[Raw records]
-- START --

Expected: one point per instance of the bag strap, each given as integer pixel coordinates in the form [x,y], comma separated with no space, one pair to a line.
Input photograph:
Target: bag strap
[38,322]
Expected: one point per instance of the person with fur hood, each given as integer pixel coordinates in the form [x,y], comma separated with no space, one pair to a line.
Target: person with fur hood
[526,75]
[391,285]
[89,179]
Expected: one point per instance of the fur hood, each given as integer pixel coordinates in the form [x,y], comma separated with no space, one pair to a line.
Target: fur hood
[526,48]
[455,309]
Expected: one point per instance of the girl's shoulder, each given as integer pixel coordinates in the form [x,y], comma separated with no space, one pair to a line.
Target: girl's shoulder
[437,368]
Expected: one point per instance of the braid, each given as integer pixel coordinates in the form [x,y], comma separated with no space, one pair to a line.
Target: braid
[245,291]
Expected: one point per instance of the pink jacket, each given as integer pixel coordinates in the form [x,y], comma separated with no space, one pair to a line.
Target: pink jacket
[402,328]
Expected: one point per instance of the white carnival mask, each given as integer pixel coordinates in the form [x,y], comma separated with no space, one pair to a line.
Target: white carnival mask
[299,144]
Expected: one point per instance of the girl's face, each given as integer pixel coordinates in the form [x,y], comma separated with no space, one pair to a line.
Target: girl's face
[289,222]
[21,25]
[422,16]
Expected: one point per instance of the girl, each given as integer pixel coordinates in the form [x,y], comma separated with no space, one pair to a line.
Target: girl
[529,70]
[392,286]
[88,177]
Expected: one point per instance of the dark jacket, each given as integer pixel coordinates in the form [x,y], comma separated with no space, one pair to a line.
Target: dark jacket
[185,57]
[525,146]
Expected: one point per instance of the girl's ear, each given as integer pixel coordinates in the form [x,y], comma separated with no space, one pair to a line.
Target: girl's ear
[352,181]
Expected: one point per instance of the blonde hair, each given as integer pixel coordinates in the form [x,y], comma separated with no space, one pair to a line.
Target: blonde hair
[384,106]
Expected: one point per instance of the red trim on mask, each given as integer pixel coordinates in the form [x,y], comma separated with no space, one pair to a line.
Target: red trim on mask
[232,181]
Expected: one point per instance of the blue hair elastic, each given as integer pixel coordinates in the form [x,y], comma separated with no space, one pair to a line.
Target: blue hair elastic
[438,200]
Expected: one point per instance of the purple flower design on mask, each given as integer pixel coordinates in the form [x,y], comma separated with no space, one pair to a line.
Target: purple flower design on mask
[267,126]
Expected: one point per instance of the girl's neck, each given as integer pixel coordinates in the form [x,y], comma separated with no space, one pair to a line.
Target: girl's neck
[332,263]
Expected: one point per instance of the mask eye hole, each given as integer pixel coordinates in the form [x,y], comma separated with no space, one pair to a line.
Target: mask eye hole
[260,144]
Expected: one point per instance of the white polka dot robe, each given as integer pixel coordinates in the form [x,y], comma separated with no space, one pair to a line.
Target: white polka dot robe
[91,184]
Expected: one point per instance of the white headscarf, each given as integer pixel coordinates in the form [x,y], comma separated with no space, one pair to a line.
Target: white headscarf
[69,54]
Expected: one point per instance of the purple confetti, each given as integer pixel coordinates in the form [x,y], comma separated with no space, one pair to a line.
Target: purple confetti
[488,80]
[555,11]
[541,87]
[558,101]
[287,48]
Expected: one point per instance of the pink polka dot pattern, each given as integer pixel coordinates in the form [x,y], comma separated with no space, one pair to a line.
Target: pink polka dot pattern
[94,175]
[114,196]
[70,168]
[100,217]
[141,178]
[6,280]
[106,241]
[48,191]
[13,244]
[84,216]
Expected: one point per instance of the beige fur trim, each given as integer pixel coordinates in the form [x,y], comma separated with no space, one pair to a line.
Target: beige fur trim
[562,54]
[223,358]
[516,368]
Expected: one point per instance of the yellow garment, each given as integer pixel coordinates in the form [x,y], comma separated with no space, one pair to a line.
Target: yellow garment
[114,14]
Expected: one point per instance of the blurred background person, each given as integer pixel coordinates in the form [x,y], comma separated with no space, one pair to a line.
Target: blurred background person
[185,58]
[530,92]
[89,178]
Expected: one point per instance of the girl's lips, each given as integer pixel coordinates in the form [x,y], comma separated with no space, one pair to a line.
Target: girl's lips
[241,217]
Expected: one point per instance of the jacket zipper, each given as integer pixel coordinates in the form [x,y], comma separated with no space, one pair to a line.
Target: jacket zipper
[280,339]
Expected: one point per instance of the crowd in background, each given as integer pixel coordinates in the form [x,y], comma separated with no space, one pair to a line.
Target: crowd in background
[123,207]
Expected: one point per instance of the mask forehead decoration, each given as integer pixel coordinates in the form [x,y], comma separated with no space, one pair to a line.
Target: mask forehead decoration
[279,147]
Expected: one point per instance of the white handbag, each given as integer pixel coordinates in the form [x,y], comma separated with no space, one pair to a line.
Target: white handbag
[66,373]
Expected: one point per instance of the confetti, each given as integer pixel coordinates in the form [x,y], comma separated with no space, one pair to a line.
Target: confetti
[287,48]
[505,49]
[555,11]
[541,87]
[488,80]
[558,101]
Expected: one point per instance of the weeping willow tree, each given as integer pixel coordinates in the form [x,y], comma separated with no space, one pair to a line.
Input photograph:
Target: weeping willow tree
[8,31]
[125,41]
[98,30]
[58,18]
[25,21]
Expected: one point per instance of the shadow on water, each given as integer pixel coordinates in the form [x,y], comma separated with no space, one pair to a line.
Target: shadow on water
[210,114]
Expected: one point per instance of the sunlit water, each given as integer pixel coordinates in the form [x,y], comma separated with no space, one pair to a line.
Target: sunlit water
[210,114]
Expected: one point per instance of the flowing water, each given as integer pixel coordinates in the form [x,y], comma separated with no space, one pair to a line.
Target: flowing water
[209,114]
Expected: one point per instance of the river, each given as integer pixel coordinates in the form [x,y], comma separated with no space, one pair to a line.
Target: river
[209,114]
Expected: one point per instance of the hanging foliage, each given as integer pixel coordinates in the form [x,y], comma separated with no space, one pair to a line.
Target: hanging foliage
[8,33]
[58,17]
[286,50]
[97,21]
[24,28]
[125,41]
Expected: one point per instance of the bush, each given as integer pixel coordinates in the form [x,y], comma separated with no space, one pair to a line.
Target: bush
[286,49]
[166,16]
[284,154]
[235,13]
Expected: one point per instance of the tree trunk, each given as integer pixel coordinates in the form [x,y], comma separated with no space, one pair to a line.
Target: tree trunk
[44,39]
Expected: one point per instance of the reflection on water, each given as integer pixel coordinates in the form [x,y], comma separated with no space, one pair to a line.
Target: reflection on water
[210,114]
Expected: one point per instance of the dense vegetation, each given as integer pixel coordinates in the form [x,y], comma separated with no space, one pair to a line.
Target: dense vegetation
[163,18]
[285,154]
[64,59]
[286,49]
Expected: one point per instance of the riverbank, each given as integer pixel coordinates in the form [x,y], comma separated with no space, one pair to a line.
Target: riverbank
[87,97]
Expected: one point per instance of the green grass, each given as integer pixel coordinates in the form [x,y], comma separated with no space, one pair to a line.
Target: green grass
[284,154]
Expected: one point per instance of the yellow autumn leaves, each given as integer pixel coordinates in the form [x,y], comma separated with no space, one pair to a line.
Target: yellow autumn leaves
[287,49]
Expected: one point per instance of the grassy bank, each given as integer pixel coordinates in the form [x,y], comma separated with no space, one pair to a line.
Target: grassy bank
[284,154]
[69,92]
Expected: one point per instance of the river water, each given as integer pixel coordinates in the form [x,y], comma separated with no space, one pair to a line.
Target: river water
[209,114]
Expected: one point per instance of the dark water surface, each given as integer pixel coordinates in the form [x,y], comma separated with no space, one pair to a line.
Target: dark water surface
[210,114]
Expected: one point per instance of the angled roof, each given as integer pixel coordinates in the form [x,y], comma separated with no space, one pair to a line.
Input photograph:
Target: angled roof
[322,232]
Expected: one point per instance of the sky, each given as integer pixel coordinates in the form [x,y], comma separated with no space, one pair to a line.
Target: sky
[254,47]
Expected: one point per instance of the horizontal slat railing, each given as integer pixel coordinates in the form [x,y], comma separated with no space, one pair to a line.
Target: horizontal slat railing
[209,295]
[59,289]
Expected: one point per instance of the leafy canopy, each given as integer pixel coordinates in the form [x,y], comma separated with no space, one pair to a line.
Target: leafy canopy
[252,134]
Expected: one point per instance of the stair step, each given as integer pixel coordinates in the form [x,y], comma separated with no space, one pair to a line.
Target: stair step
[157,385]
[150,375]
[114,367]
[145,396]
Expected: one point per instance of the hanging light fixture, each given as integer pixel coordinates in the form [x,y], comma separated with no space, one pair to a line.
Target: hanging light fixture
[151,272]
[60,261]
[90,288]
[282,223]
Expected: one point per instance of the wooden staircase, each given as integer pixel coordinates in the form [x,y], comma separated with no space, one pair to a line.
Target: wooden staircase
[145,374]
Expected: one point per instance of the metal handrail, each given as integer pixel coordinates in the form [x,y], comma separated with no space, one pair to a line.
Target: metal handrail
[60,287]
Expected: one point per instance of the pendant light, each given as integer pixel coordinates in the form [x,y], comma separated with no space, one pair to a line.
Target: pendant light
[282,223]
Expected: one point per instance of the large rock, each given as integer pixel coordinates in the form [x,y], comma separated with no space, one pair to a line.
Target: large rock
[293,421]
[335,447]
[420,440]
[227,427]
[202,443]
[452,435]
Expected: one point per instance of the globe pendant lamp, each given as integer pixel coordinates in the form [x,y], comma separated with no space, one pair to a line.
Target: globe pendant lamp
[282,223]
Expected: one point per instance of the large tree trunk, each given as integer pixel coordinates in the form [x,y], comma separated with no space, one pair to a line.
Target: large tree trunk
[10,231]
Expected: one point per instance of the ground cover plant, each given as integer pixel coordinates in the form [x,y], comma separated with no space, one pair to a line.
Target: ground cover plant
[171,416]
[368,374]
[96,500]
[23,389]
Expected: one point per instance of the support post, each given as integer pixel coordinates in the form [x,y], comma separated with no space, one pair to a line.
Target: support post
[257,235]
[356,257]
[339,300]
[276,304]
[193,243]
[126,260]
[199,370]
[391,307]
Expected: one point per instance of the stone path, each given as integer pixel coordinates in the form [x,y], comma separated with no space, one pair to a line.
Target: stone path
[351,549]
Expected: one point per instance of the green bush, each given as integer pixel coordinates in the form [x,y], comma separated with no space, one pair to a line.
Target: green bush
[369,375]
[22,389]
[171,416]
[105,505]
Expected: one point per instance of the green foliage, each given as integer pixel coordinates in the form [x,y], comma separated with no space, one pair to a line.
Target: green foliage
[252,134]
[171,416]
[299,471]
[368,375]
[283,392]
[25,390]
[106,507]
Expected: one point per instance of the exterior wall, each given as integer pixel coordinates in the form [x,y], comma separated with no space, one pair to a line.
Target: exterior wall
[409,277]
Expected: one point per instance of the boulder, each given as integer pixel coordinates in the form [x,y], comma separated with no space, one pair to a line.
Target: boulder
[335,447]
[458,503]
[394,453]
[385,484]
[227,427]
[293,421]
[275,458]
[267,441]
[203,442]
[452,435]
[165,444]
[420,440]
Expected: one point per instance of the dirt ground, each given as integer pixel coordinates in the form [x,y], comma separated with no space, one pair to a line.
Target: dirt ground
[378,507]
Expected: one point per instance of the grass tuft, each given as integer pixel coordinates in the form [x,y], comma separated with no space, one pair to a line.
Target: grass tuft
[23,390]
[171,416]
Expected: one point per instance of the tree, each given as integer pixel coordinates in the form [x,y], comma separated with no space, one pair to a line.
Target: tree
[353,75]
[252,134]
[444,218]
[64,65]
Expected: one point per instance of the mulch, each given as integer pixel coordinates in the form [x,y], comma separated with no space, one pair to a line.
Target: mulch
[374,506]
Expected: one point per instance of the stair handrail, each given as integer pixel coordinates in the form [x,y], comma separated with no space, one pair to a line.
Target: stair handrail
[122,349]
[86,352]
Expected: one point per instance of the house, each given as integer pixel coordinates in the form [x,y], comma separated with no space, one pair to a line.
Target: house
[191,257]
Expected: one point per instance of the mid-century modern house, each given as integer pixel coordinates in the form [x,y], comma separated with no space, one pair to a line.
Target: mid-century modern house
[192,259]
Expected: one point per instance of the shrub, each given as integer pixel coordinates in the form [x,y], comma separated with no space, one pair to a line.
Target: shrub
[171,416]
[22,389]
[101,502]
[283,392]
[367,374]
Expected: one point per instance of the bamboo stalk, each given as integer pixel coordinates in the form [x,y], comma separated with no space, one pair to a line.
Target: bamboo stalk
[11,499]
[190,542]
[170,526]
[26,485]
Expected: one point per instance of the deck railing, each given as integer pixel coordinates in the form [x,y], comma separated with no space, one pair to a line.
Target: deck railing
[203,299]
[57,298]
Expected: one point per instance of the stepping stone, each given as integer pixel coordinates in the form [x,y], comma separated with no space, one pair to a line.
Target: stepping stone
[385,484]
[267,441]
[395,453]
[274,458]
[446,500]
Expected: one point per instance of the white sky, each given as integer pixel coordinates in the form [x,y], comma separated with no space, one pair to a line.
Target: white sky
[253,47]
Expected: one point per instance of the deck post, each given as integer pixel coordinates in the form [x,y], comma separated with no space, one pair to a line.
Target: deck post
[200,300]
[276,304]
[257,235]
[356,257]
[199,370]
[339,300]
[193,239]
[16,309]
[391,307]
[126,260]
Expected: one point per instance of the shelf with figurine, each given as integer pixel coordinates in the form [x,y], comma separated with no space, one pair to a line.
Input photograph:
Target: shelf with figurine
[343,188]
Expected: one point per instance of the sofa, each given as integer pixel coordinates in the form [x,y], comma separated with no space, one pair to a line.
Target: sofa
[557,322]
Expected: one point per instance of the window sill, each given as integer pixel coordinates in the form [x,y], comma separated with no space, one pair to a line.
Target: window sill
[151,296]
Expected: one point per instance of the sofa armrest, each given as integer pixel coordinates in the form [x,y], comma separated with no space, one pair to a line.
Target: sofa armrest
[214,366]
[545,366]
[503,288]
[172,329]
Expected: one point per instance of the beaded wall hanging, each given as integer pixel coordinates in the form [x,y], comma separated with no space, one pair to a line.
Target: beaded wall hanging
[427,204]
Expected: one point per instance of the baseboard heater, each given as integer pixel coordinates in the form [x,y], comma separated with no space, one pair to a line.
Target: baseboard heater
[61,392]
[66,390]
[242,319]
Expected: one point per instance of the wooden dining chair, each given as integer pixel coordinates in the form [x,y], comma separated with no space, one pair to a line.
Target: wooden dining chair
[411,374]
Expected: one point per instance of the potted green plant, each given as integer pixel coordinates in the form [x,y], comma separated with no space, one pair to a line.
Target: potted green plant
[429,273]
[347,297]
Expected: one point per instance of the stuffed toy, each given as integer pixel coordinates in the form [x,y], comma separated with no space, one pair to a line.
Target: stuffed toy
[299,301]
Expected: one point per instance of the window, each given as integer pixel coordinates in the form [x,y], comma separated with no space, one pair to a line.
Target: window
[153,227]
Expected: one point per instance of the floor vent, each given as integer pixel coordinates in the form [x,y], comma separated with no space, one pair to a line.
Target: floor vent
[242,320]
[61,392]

-- END --

Your goal |
Every line from the line containing "Expected: one point per instance of the wooden dining" to the last line of the material above must be repeated exactly, and no other line.

Task result |
Expected: one point per instance of the wooden dining chair, each given as integer pixel coordinates in the form [x,y], comma separated with no space, one pair to a line.
Target: wooden dining chair
[411,374]
Expected: one point per instance of the potted green plant, each given as integer pixel coordinates in the form [x,y], comma separated with no space, one pair to a line.
Target: potted green plant
[429,273]
[347,297]
Expected: one point per instance of the stuffed toy, each given as integer pixel coordinates in the form [x,y], comma separated with no space, one pair to a line.
Target: stuffed toy
[299,301]
Expected: one point per instance of the window, each given as integer pixel coordinates in the form [x,y], comma separated with no space, one pair to a line.
Target: window
[153,227]
Expected: one point per instance of the floor vent, each given as integer pixel coordinates in the form [x,y], comma separated with no space, one pair to a line.
Target: floor vent
[242,320]
[61,392]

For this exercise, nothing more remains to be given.